Set out all the lines below as a Markdown table with two columns, Row and Line, numbering each row and skipping any blank lines. Leave the pictures out.
-------- EXERCISE INPUTS --------
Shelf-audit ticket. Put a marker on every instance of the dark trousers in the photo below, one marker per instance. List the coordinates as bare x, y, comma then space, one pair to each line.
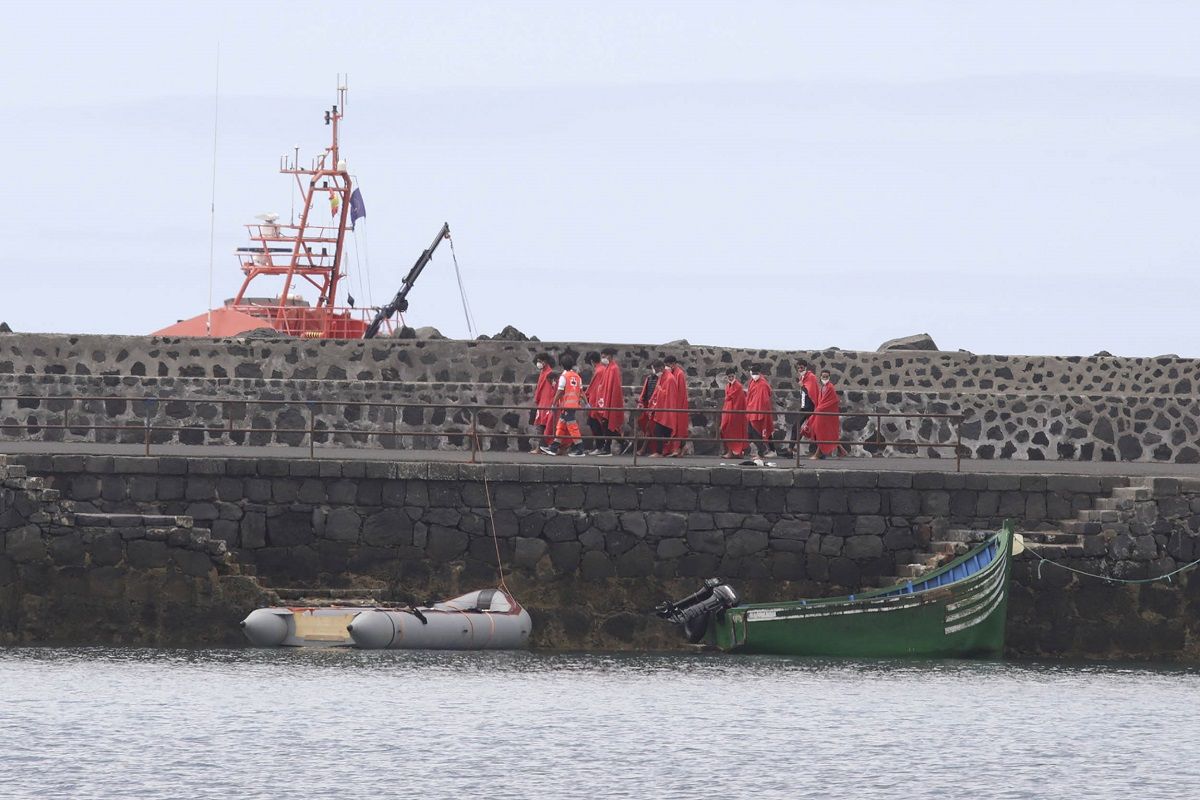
601, 434
805, 413
663, 432
759, 439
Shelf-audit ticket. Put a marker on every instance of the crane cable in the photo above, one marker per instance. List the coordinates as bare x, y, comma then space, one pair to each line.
462, 292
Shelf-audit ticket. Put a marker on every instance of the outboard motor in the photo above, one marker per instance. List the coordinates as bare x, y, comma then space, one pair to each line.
694, 611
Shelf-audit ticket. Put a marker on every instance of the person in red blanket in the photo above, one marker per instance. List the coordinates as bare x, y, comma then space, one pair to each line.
607, 414
543, 416
810, 388
761, 404
673, 388
595, 390
733, 422
825, 426
646, 425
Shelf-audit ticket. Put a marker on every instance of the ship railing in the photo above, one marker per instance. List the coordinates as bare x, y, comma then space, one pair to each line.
153, 421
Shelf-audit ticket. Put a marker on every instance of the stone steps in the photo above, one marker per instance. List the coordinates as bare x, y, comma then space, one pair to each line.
93, 519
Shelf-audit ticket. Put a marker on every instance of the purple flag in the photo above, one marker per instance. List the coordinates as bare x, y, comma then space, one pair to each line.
358, 209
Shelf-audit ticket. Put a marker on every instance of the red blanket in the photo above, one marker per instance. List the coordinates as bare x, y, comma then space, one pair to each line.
761, 405
826, 428
733, 426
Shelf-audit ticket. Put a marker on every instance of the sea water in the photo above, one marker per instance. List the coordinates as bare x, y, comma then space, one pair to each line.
342, 723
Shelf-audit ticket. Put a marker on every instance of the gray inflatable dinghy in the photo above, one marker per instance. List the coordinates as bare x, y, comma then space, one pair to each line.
487, 619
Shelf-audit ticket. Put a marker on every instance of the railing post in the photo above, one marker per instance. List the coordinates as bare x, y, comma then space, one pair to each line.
958, 445
474, 433
312, 431
636, 427
150, 405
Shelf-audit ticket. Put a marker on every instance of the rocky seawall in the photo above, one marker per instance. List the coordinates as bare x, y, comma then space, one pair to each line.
1037, 408
588, 548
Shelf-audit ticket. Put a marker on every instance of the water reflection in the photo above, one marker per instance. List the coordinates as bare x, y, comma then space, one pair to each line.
347, 723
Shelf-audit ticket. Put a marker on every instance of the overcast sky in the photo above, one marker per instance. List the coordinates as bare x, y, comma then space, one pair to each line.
1011, 178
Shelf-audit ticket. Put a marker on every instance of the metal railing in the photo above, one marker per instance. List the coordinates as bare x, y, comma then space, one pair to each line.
148, 409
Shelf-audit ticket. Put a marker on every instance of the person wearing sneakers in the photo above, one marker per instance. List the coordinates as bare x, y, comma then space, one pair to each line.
568, 402
761, 404
541, 416
733, 422
607, 405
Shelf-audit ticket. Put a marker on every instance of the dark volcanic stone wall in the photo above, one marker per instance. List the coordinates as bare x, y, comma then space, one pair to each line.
591, 549
1013, 407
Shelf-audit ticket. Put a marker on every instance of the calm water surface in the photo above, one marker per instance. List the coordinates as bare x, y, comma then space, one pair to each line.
255, 723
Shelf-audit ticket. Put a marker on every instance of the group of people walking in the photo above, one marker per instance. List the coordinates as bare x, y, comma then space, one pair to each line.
748, 415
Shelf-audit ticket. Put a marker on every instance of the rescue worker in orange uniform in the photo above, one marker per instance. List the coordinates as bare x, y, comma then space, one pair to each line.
568, 402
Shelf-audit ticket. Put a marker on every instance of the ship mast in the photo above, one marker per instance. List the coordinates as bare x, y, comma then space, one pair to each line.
305, 251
--------
→ **SOLUTION TO THIS PROBLEM**
| Row | Line |
|---|---|
| 1 | Shelf-audit ticket. Put a marker on every instance of the dark trousers in the photo below, one marker per instance. List the coordinates as bare x, y, comma then space, one pair to each line. |
| 2 | 601, 434 |
| 3 | 805, 413 |
| 4 | 663, 432 |
| 5 | 759, 439 |
| 6 | Shelf-audit ticket. Put a marker on every instance of the crane cable in the photo above, one marker per instance. List the coordinates as bare x, y, comma then space, one pair to each line. |
| 7 | 462, 292 |
| 8 | Shelf-audit ticket. Put a marker on every instance of the outboard motor in the photo above, one marker per instance. List the coordinates as bare x, y, comma then space, one pair to each line. |
| 9 | 694, 611 |
| 10 | Shelf-audit ticket. Put a marker on every instance of the person in red blanket in the photo above, one marker per instance. List the coordinates as bare x, y, comma then space, one pair to each line. |
| 11 | 607, 414 |
| 12 | 543, 416 |
| 13 | 810, 388 |
| 14 | 761, 404 |
| 15 | 673, 388 |
| 16 | 595, 390 |
| 17 | 733, 422 |
| 18 | 825, 426 |
| 19 | 646, 425 |
| 20 | Shelf-audit ticket. Put a marker on every instance of the ship railing in the photo above, one marker per instance. List the coordinates as bare x, y, comma then space, one pair to each line. |
| 21 | 153, 421 |
| 22 | Shelf-audit ticket. Put a marker on every instance of the stone steps in the photo above, one marker per instance. List the coordinates as bare x, y, comma then space, one pair to each line. |
| 23 | 93, 519 |
| 24 | Shelf-audit ticket. Put a marker on every instance of the purple flag in the photo above, one marker per instance. List the coordinates as bare x, y, comma then space, one pair to each line. |
| 25 | 358, 209 |
| 26 | Shelf-audit ticket. Put a marker on every instance of the red blanket in the photo above, one marker per instance. List the coordinates as bare x, y, comma then space, one pair to each line. |
| 27 | 761, 405 |
| 28 | 826, 428 |
| 29 | 733, 426 |
| 30 | Shelf-audit ticket. Put a marker on every instance of the sea water in the photo above, one marker per instance. List the coordinates as bare x, y, comma then space, one pair to each line. |
| 31 | 342, 723 |
| 32 | Shelf-audit ticket. Put a marker on every instance of the gray inflatable dinghy in the photo above, one marker per instance. List the coordinates as bare x, y, comma then space, one pair to each line. |
| 33 | 487, 619 |
| 34 | Shelf-audit ticket. Put a marker on every instance of the railing post in the photo above, one marker per instance. List the coordinates as bare x, y, comma then space, one pair to each line. |
| 35 | 958, 445 |
| 36 | 474, 433 |
| 37 | 312, 431 |
| 38 | 636, 427 |
| 39 | 150, 405 |
| 40 | Shelf-audit ticket. Put a marker on every instance of the rocky seawall in the photo above, one marker per instance. List the coordinates as bare x, y, comma then space, one pair to each line. |
| 41 | 1037, 408 |
| 42 | 588, 548 |
| 43 | Shelf-audit ticket. Put a marker on every instance of the water reflection in the photo above, one marker per instance. List the coordinates as bare x, y, comma then space, one pair to each line. |
| 44 | 347, 723 |
| 45 | Shelf-audit ticket. Put a marker on every instance of the overcast sky in the photo above, one marker per instance. List the coordinates as bare x, y, comma then space, one pair to each line. |
| 46 | 1011, 178 |
| 47 | Shelf-audit ticket. Put a marker on every instance of the metal railing in the photo above, one marker per instance. List the coordinates as bare x, y, comma then space, one pair to each line. |
| 48 | 148, 409 |
| 49 | Shelf-audit ticket. Put a marker on every instance of the person wearing sneakers in the photo above, one marker per instance. List the coordinates as bare x, y, comma then space, one pair to each line. |
| 50 | 568, 402 |
| 51 | 761, 404 |
| 52 | 541, 416 |
| 53 | 733, 422 |
| 54 | 607, 405 |
| 55 | Shelf-audit ticket. Put a marker on every instance of the dark volcanic stone wall in the photo above, one marker per instance. List the coordinates as bare x, y, comma then space, one pair to each line. |
| 56 | 591, 549 |
| 57 | 1013, 407 |
| 58 | Shelf-audit ticket. Put a marker on every instance of the calm water surface in the photo above, one marker per instance. List the coordinates as bare x, y, comma then space, one pair to each line. |
| 59 | 255, 723 |
| 60 | Shelf-audit ticket. Put a marker on every instance of the group of people walking in the photo above, one marker per instance. List the coordinates as bare x, y, comma then space, one pair to each line. |
| 61 | 748, 415 |
| 62 | Shelf-audit ticket. Put a marker on every instance of the rescue worker in orange uniform in the photo above, one marker per instance. List the coordinates as bare x, y, comma then space, one pair to each line. |
| 63 | 568, 402 |
| 64 | Shelf-audit ticket. Put a marker on every instance of the ship mast in the photo above, one marker per instance. List the coordinates as bare x, y, comma then space, one pair to each line. |
| 65 | 305, 251 |